— Task prompt —
Transcribe the data below verbatim from the line with "Target: door" to the line with "Expected: one point per instance of the dark". Include both of those lines.

----

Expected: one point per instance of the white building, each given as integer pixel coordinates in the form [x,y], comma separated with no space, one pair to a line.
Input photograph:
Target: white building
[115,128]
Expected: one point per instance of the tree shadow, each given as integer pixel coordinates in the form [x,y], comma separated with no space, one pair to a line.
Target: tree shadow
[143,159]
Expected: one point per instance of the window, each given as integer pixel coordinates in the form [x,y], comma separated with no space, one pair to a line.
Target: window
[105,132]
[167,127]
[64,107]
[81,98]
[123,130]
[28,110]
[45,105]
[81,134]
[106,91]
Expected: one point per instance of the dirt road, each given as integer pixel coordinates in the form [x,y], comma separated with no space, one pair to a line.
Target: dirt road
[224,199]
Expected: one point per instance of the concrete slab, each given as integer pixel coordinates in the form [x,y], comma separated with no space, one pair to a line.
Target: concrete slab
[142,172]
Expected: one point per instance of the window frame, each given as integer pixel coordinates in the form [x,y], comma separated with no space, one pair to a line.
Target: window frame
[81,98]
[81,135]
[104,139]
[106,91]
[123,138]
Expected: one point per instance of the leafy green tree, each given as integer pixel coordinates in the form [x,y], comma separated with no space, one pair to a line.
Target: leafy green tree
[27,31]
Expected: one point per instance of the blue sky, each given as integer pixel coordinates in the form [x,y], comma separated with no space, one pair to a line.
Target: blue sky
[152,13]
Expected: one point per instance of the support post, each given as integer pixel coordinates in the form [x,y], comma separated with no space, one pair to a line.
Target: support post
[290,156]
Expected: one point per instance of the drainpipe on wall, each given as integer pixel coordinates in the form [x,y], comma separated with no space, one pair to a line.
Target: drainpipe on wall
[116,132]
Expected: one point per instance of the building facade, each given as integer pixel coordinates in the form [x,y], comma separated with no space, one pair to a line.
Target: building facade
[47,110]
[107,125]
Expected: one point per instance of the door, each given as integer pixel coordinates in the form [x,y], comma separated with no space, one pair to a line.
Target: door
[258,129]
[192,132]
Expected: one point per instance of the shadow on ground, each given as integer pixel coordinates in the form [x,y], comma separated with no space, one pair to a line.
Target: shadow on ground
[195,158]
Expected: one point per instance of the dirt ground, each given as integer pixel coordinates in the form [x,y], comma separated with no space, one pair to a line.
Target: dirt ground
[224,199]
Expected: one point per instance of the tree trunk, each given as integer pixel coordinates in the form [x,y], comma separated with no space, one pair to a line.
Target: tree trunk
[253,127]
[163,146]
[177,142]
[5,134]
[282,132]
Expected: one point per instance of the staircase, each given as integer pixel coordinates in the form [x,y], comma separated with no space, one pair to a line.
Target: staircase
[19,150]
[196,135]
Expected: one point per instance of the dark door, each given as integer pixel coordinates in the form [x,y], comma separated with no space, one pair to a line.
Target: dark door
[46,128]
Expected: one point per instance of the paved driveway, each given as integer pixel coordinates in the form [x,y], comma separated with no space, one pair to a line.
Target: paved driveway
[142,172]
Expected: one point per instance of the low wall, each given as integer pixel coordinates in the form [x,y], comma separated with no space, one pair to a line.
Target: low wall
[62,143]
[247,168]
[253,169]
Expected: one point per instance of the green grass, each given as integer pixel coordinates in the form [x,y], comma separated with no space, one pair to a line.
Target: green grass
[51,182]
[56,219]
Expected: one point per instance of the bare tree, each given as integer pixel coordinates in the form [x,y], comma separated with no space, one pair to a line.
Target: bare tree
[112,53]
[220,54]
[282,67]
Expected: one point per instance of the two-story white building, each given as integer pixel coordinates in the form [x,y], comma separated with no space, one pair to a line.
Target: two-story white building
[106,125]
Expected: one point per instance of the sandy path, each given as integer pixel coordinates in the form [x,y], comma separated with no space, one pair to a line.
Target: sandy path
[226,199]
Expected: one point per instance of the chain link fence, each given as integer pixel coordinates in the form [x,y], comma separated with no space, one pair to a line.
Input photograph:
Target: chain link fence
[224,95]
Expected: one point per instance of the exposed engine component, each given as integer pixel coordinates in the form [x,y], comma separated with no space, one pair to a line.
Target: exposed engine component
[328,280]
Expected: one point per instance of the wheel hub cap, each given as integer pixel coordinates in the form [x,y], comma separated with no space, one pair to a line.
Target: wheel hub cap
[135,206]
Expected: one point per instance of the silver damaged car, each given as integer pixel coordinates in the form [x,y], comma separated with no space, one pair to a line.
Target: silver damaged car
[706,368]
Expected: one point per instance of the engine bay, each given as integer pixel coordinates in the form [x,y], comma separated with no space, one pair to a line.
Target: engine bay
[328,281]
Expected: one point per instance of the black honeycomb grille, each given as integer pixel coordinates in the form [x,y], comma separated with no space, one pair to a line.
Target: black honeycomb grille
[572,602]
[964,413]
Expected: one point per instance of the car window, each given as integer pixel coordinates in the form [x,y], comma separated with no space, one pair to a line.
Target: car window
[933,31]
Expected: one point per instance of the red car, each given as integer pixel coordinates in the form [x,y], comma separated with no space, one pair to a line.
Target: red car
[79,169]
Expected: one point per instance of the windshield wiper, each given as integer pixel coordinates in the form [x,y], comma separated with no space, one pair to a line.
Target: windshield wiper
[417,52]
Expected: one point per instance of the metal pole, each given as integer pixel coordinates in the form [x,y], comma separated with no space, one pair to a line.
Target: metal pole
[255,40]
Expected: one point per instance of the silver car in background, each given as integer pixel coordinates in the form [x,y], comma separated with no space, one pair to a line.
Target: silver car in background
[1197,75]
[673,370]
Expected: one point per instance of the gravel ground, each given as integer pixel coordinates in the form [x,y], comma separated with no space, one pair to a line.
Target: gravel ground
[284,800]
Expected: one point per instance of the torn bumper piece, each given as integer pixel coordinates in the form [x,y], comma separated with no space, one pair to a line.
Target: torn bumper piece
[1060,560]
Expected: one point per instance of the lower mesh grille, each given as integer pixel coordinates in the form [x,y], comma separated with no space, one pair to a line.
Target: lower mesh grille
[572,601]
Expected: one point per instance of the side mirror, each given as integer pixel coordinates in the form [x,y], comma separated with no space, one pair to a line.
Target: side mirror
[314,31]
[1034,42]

----

— Exercise output —
Target: door
[258,129]
[192,132]
Expected: one point per instance of the shadow on ground, each given as integer pixel coordinates in the form [x,y], comma separated with no space, one pair to a line.
Target: shadow on ground
[195,158]
Expected: one point per instance of the dirt ground, each given as integer pixel coordinates in the form [x,y], comma separated with no space, one pair to a line.
Target: dirt ground
[224,199]
Expected: one point per instance of the tree trunk, each given as integer pixel coordinates in the form [x,y], comma separated with no space, one pair to a line.
Target: tree trunk
[253,127]
[163,146]
[177,142]
[5,134]
[282,132]
Expected: one point per instance of the staircase, each given as integer pixel coordinates in the form [x,y], comma separated with no space, one pair to a line.
Target: staircase
[19,150]
[196,135]
Expected: one point per instance of the dark door, each given as integer pixel coordinates in the form [x,y], comma separated with no space, one pair to a line.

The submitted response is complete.